■ DOCUMENT SECTION ■
* * * * * * *
Common Type of Fiber May Trigger Bowel Inflammation

Inulin, a type of fiber found in certain plant-based foods and fiber supplements, causes inflammation in the gut and exacerbates inflammatory bowel disease in a preclinical model, according to a new study by Weill Cornell Medicine investigators. The surprising findings could pave the way for therapeutic diets that may help ease symptoms and promote gut health. 

The study, recently published in the Journal of Experimental Medicine, shows that inulin, which is found in foods like garlic, leeks and sunchoke, as well as commonly used fiber supplements and foods with added fiber, stimulates microbes in the gut to release bile acids that increase the production of molecules that promote intestinal inflammation. One such protein, called IL-33, causes immune cells called group 2 innate lymphoid cells (ILC2s) to become activated, triggering an excessive immune response similar to an allergic reaction. That excessive immune response then exacerbates intestinal damage and symptoms in an animal model of inflammatory bowel disease. 

Dr. Arifuzzaman and Dr. Artis in the lab

Dr. Mohammad Arifuzzaman (left) and Dr. David Artis (right).

Dietary fiber, including inulin, is considered an essential part of a healthy diet for most people. Gut microbes turn inulin and other types of dietary fiber into short-chain fatty acids that turn on immune cells called regulatory T cells, which help reduce inflammation and have other beneficial effects throughout the body. This led to a remarkable rise in use of dietary fiber as an additive in both foods and supplements, and purified inulin or inulin-rich chicory root is often the main source of the fiber.

“Inulin is now everywhere, from clinical trials to prebiotic sodas,” said lead author Dr. Mohammad Arifuzzaman, a postdoctoral associate at Weill Cornell Medicine. He and his colleagues expected that inulin would also have protective effects in inflammatory bowel disease. But they found just the opposite.
* * * * * * *
■ WORK TASK A ■
Based on the article about inulin and bowel inflammation, what are the answers to these questions?
(i) Which journal published the study?
(ii) Which protein causes group 2 innate lymphoid cells to become activated?
(iii) What position does Dr. Mohammad Arifuzzaman hold at Weill Cornell Medicine?
■ WORK TASK B ■
How would you render this sentence from the article about inulin and bowel inflammation in Spanish: "Dietary fiber, including inulin, is considered an essential part of a healthy diet for most people."?
■ WORK TASK C ■
Can you extract the passage of the article about inulin and bowel inflammation starting with "Dr. Mohammad Arifuzzaman (left)" and going on through "just the opposite."?

Records excerpted from a collection
* * * * * * *
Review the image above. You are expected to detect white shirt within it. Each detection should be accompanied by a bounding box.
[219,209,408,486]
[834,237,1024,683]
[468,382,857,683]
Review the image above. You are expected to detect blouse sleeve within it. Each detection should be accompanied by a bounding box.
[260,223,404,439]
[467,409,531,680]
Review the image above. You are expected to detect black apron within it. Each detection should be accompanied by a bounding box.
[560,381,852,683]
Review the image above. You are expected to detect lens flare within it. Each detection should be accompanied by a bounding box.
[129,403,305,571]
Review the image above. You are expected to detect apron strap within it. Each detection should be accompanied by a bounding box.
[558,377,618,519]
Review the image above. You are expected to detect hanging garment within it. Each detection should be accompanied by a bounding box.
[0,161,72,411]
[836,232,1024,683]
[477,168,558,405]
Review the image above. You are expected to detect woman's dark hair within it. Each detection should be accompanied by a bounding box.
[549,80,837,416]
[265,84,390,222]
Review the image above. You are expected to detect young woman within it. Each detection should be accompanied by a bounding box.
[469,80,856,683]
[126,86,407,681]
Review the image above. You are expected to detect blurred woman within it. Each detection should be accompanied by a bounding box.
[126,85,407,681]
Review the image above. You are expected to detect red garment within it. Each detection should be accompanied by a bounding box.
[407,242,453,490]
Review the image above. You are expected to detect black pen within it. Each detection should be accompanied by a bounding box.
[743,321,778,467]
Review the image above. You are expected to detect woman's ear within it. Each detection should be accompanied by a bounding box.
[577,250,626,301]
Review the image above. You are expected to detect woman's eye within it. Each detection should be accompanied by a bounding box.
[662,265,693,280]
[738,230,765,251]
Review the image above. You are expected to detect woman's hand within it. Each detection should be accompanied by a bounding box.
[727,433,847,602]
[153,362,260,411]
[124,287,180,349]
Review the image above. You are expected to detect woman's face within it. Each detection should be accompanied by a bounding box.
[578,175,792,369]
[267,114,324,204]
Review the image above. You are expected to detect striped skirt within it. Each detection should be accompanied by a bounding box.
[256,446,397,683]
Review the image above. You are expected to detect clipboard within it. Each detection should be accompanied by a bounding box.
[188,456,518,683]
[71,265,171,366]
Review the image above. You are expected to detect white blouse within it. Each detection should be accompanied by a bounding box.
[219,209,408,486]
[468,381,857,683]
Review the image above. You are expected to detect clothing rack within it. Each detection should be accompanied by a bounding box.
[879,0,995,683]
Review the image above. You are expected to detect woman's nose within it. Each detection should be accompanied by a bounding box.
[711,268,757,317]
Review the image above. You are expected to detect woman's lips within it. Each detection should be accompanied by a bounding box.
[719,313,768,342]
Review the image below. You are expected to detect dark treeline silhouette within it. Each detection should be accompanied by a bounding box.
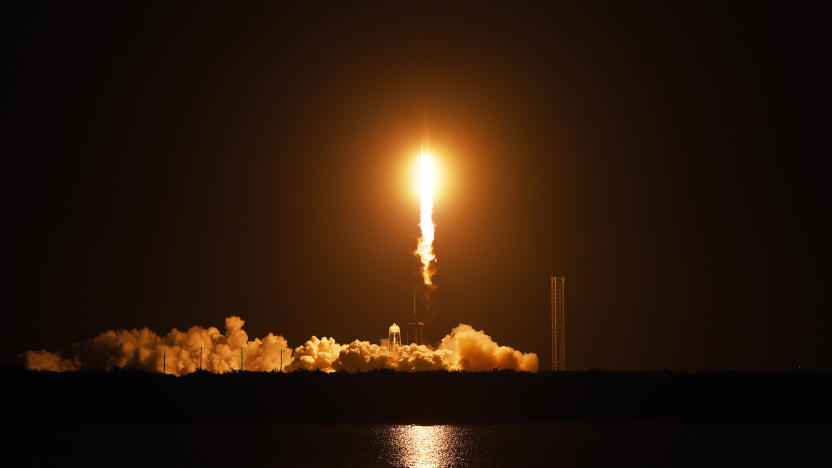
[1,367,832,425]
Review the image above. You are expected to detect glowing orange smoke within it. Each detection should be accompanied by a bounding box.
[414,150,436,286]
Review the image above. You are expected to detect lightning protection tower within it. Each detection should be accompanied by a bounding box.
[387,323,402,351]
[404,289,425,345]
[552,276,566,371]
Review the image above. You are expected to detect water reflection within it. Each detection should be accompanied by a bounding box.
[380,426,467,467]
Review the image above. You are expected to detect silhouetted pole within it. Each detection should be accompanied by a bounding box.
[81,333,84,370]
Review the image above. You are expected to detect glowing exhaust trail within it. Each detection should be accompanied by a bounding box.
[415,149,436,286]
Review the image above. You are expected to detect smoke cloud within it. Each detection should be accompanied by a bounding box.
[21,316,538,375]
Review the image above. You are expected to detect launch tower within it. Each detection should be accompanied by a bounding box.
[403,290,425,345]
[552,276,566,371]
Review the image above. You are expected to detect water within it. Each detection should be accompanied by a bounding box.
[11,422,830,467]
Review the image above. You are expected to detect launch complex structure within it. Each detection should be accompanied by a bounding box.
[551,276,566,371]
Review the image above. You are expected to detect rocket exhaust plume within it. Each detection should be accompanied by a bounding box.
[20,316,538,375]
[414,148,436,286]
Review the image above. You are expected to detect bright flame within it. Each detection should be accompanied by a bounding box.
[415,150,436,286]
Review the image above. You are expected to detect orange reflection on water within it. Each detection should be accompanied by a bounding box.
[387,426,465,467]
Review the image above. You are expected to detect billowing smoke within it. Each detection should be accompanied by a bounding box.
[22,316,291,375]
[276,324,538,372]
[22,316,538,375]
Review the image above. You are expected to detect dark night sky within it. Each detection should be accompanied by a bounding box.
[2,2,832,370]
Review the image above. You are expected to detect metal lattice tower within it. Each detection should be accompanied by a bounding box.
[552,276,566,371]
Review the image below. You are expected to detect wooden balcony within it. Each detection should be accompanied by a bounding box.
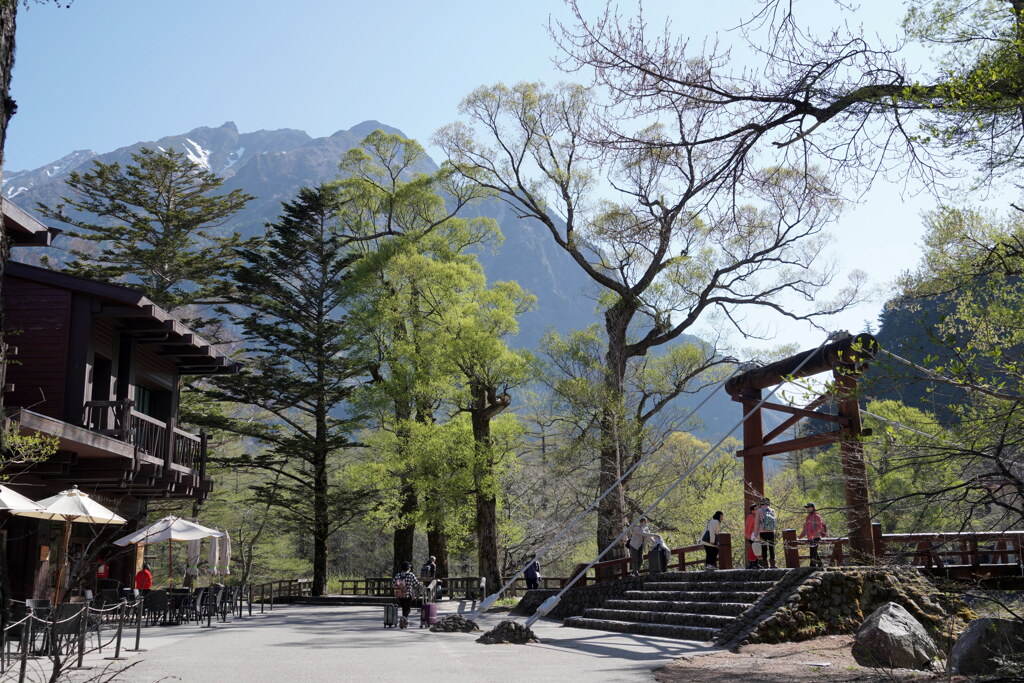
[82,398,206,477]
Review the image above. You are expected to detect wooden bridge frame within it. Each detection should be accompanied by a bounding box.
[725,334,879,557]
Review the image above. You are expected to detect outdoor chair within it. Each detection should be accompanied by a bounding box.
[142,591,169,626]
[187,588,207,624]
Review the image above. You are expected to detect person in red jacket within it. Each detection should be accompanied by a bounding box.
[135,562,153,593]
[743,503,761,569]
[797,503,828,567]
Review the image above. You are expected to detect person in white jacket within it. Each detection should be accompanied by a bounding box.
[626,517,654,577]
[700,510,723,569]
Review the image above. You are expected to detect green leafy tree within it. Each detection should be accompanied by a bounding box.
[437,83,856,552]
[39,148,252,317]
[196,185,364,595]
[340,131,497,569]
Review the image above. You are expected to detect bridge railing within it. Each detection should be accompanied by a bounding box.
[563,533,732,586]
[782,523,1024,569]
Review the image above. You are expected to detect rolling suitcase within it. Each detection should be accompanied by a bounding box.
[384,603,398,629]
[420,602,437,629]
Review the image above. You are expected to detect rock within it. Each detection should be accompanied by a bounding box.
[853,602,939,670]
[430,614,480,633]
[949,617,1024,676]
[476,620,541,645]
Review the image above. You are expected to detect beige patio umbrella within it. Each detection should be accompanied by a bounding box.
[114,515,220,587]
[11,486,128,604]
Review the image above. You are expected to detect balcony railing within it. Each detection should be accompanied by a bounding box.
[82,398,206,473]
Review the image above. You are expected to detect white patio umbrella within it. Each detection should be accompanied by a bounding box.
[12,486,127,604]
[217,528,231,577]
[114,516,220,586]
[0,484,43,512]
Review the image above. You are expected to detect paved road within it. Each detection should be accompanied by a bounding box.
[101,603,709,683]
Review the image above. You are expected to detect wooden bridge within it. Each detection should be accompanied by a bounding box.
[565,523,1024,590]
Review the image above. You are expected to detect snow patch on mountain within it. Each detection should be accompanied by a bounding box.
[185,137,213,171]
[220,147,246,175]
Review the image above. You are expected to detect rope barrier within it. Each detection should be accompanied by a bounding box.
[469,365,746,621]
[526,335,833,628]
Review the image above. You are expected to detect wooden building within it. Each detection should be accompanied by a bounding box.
* * * * * * *
■ ANSWER SECTION A ■
(i) The Journal of Experimental Medicine.
(ii) IL-33.
(iii) Postdoctoral associate.

■ ANSWER SECTION B ■
La fibra dietética, incluida la inulina, se considera una parte esencial de una dieta saludable para la mayoría de las personas.

■ ANSWER SECTION C ■
Dr. Mohammad Arifuzzaman (left) and Dr. David Artis (right).

Dietary fiber, including inulin, is considered an essential part of a healthy diet for most people. Gut microbes turn inulin and other types of dietary fiber into short-chain fatty acids that turn on immune cells called regulatory T cells, which help reduce inflammation and have other beneficial effects throughout the body. This led to a remarkable rise in use of dietary fiber as an additive in both foods and supplements, and purified inulin or inulin-rich chicory root is often the main source of the fiber.

“Inulin is now everywhere, from clinical trials to prebiotic sodas,” said lead author Dr. Mohammad Arifuzzaman, a postdoctoral associate at Weill Cornell Medicine. He and his colleagues expected that inulin would also have protective effects in inflammatory bowel disease. But they found just the opposite.